Items from a data source:
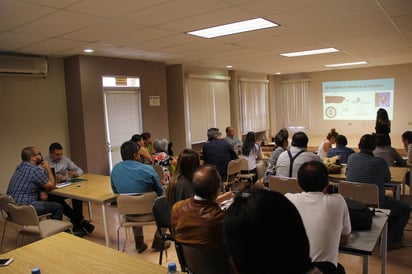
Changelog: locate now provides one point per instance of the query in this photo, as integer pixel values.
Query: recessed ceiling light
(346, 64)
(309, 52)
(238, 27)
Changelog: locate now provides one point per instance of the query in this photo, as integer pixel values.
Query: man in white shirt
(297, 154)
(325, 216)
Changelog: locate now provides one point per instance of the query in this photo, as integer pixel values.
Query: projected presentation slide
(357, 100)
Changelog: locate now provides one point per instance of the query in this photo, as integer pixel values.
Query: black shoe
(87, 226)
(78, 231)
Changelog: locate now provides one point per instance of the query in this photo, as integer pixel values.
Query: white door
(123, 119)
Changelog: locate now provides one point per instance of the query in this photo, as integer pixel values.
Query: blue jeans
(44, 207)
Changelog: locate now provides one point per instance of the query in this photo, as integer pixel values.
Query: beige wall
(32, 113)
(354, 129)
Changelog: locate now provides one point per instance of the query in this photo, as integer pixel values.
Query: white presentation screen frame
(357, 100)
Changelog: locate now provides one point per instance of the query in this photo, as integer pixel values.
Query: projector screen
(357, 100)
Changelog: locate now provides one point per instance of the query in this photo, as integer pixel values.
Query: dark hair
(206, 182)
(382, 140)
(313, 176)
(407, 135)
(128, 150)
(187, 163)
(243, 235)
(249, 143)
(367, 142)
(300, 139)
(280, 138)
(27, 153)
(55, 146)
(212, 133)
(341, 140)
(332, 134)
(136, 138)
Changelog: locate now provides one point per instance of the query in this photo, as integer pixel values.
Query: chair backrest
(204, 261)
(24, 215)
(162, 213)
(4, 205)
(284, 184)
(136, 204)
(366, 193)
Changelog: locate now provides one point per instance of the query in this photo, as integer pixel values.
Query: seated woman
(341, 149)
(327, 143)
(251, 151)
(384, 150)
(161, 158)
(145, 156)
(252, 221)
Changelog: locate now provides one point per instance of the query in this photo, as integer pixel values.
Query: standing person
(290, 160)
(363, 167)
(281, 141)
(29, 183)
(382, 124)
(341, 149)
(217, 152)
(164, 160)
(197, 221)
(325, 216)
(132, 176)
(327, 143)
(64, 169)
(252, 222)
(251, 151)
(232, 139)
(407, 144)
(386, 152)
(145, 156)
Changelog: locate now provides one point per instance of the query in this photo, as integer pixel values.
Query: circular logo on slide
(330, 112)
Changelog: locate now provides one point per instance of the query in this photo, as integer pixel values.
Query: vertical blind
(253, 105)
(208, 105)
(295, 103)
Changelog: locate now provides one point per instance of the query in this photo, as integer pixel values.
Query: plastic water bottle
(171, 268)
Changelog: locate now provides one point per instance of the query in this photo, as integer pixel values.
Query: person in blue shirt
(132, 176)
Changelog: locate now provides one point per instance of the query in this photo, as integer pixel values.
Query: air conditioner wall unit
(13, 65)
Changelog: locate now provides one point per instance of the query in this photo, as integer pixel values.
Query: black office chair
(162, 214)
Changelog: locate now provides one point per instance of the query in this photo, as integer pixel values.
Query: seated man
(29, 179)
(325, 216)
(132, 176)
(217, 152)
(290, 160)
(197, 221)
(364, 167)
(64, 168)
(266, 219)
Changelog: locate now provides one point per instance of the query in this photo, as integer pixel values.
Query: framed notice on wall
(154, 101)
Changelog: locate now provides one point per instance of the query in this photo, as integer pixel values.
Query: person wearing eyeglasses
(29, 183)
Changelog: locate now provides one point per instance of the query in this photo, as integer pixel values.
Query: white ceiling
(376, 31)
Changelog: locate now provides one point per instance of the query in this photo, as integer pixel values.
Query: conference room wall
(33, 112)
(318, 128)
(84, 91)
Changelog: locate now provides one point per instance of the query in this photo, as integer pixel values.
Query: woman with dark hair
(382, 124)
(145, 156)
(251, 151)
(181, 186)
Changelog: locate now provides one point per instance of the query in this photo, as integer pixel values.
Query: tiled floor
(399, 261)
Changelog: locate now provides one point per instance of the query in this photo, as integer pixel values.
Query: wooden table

* * *

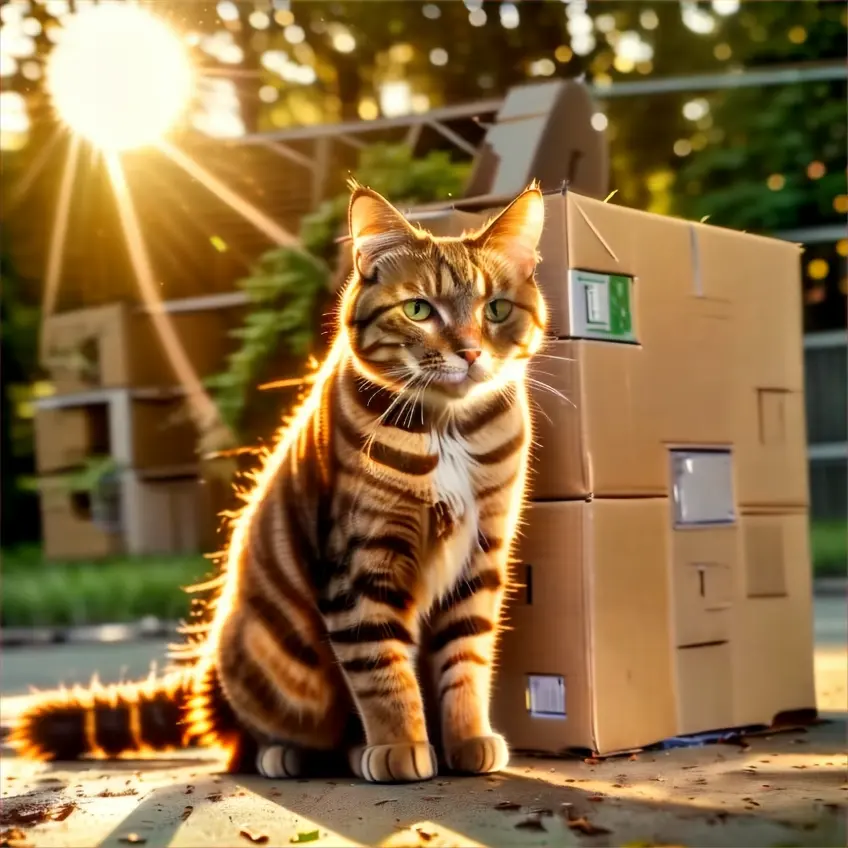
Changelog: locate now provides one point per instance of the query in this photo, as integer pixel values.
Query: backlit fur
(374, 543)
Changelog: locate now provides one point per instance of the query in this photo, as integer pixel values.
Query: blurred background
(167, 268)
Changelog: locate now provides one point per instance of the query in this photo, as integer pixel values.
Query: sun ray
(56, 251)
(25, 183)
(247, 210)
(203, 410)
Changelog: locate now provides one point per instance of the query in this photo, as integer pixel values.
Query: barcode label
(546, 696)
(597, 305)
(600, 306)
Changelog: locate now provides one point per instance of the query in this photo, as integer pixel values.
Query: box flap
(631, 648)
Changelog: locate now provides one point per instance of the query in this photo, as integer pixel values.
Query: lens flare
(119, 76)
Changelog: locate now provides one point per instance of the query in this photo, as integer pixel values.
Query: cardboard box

* * *

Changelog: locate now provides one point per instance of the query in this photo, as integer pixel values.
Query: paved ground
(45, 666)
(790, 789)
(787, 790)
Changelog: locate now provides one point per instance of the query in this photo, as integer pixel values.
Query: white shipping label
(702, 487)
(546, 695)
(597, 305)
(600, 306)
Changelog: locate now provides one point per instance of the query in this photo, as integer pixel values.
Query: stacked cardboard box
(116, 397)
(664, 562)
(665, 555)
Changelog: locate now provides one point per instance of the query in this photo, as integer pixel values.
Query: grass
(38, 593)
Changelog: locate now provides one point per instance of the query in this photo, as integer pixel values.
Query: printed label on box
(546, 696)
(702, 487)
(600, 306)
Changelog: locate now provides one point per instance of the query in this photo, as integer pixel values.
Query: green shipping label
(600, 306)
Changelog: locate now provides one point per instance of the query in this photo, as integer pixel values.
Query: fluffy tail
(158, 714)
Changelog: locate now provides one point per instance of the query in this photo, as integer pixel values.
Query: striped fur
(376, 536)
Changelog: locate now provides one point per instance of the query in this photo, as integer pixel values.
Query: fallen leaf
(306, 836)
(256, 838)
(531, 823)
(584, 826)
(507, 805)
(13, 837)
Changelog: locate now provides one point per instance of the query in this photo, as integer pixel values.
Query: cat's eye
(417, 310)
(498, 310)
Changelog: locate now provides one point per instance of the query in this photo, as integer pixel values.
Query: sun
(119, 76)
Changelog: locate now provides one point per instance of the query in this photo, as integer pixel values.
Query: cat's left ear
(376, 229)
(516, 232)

◆ Task description:
Transcribe, exactly and without additions, the lines of the records above, beginning with the line that contains "Query: woman with dark hair" and ending with the line that contains "Query: wooden table", both included.

◆ Answer section:
Query: woman with dark hair
(382, 124)
(145, 156)
(251, 151)
(181, 186)
Changelog: locate now provides one point per instance of the query in this photo, as integer pixel values.
Query: tiled floor
(399, 261)
Changelog: locate now provides one point per instance of the query in this photo, as integer pixel values.
Query: wooden table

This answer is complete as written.